Task details: Starting at the beginning of the material below and ending at the line that contains "(1242, 298)", with both ends included, please write out every line again with each number in the pixel coordinates offset by 150. Keep the requests unchanged, and leave the pictures out.

(Stored data)
▽
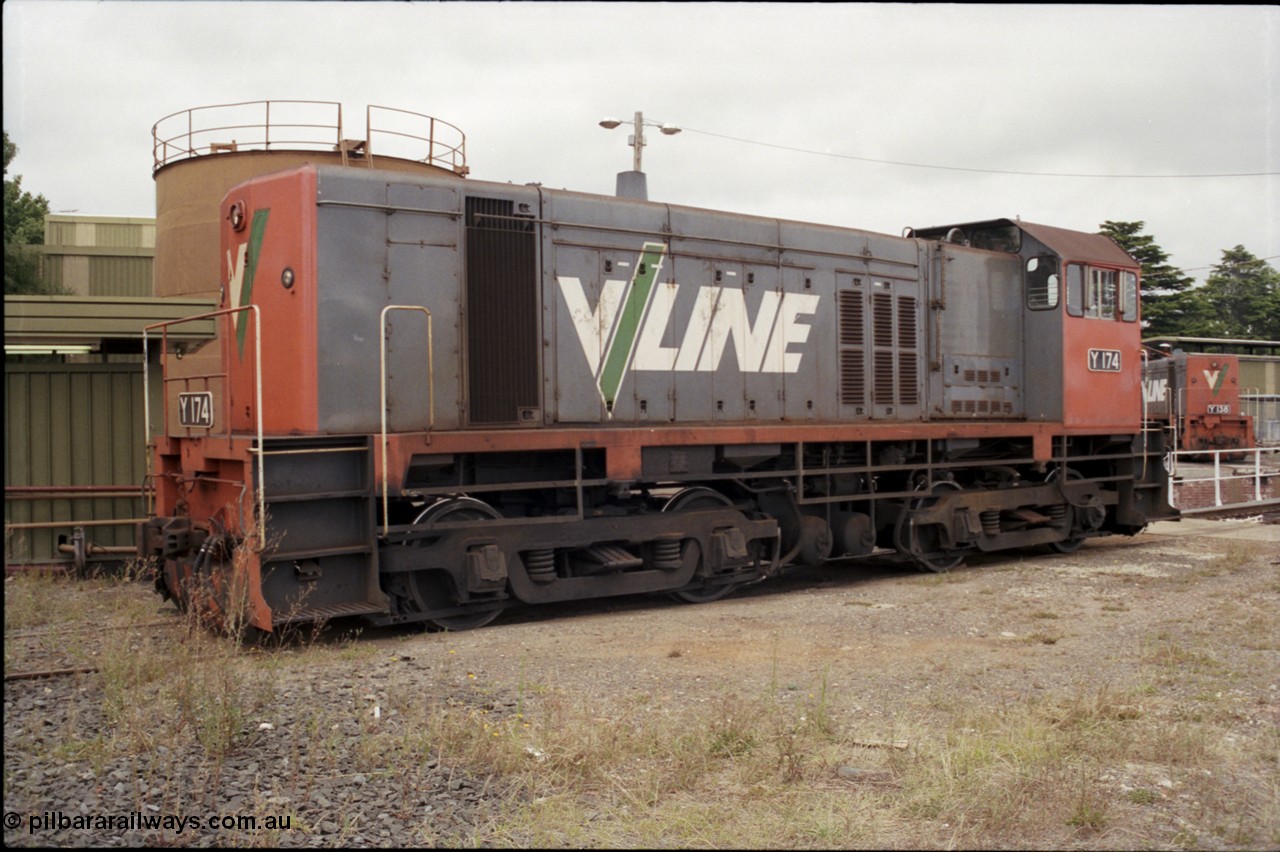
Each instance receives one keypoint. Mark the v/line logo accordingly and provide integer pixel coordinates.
(626, 328)
(241, 270)
(1215, 379)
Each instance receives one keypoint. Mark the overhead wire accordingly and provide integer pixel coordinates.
(926, 165)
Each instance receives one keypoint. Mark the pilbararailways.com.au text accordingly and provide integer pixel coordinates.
(141, 821)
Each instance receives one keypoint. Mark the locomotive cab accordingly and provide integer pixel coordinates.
(1075, 316)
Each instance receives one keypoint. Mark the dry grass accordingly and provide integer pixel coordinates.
(1086, 764)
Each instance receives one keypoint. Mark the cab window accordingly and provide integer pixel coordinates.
(1129, 296)
(1075, 289)
(1042, 287)
(1101, 293)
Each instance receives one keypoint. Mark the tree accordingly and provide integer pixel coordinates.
(1169, 303)
(23, 228)
(1242, 298)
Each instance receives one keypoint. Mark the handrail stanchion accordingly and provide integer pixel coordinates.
(257, 397)
(430, 392)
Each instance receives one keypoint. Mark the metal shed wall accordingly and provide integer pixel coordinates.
(72, 425)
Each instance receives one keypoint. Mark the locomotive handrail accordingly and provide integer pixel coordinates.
(257, 395)
(181, 145)
(430, 390)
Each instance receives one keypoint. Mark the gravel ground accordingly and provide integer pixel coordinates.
(888, 644)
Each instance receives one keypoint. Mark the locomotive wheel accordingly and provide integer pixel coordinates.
(1066, 545)
(922, 543)
(689, 500)
(432, 589)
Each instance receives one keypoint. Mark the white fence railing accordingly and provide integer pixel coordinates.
(1215, 480)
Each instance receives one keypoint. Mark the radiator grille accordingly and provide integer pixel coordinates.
(501, 312)
(892, 355)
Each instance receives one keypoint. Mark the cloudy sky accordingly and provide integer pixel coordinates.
(865, 115)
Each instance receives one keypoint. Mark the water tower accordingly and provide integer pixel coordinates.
(204, 151)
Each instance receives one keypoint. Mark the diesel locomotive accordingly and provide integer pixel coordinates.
(1197, 395)
(430, 399)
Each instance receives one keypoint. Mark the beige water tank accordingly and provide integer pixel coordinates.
(204, 151)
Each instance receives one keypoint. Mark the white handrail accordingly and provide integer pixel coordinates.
(257, 397)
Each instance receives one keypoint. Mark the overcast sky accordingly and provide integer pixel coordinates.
(824, 102)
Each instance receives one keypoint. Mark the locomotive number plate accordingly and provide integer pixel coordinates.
(196, 410)
(1105, 360)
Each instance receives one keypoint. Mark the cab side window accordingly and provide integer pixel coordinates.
(1042, 287)
(1101, 293)
(1075, 289)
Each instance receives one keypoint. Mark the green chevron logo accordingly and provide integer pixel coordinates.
(629, 325)
(241, 271)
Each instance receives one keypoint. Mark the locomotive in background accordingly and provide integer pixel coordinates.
(434, 398)
(1197, 395)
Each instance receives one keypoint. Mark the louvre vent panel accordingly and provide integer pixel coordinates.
(882, 320)
(501, 312)
(853, 356)
(880, 360)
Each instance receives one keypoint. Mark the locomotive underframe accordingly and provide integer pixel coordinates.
(457, 535)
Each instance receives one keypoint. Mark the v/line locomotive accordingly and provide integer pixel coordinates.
(432, 399)
(1197, 397)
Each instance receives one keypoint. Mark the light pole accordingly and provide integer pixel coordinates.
(631, 184)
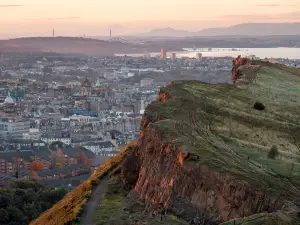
△
Problem solution:
Each instance receives one keypoint. Mark the v/line logo accordingly and provide integer pixel coordinates.
(776, 478)
(391, 420)
(1365, 529)
Each instance receives one keypoint. Mark the overhead wire accordingly and provide integer pixel coordinates.
(1076, 315)
Each instance receives one keypoint. Mark the pilbararailways.com.au text accordingly and provide integer pixel coordinates.
(291, 971)
Each instance receives one keypoint. Mark the locomotive cab accordingly and provide integer pixel coordinates.
(1225, 466)
Each instance receives one keypoint. Mark the dry grass accordingly and provide integer pixel coordinates.
(1236, 914)
Each instance receives one keypoint. Mark the cab window accordingly and provide integer pixel coordinates.
(1279, 446)
(1225, 439)
(1192, 437)
(1251, 443)
Each instance receives one keypoint. Mark the tree accordingly and provide integer pixel coordinates.
(1319, 453)
(173, 378)
(1392, 448)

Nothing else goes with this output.